Repeat every record below exactly, leaving out the pictures.

» Source material
============

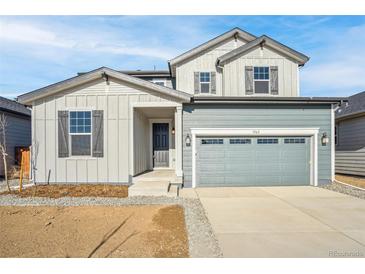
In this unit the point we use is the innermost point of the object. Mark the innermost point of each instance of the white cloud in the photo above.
(338, 69)
(28, 34)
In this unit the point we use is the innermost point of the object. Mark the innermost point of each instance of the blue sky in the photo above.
(36, 51)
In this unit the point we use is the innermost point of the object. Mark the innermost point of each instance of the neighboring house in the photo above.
(227, 112)
(18, 130)
(350, 136)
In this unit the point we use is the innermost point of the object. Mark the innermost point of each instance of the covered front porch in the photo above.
(157, 147)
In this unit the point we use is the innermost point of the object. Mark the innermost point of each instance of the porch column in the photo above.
(178, 141)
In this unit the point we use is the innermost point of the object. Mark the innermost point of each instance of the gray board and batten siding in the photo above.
(350, 148)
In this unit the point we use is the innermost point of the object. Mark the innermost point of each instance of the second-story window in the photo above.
(204, 82)
(160, 82)
(261, 80)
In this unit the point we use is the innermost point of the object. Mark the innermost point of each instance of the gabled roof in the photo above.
(27, 98)
(211, 43)
(354, 107)
(13, 107)
(143, 73)
(263, 40)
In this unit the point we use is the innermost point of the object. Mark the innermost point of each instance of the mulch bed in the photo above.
(358, 181)
(84, 190)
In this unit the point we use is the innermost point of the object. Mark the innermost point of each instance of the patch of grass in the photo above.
(83, 190)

============

» Solved exercise
In this unit the point we use is the innermost point of the object. Mark the innermost point of each instance of the white cloud in the photo above.
(338, 69)
(28, 34)
In this unit the point we use is the innermost point of the object. Mark the innermost point of each instance of the blue sky in the photo above.
(36, 51)
In this unit the point we use is the innermost point of the object. Mark the innermost point of each instance of the neighboring house in the photo above.
(227, 112)
(18, 130)
(350, 136)
In this unit the point we use is the innermost point of the object. Mark the innermost point of each instance of the covered front porch in the photo above.
(157, 147)
In this unit the point we use is the innermost point of the object. Mark the innermost point of each instance of the porch column in the photo above.
(178, 141)
In this unit the point we use is the innermost point of the object. Mark the innermost point of each instance of the gray board and batten siding in the photo above.
(350, 148)
In this unit the point we use is the innermost point of the object. Mark the innermost point of each instance of the second-story window in the photo above.
(204, 82)
(160, 82)
(261, 80)
In this unit the point we use is the innermost point of the object. Mark the innermost point of each instance of the gabled roof in the photo above.
(27, 98)
(211, 43)
(354, 107)
(13, 107)
(143, 73)
(263, 40)
In this unit the point we use is the innermost point of the object. Mark the innermost point of each instance of the mulch bed in the photo above.
(358, 181)
(84, 190)
In this unit the point we use is the innermost point of the object. Mark the innermost point of each instance of the patch of grass in the photo above.
(83, 190)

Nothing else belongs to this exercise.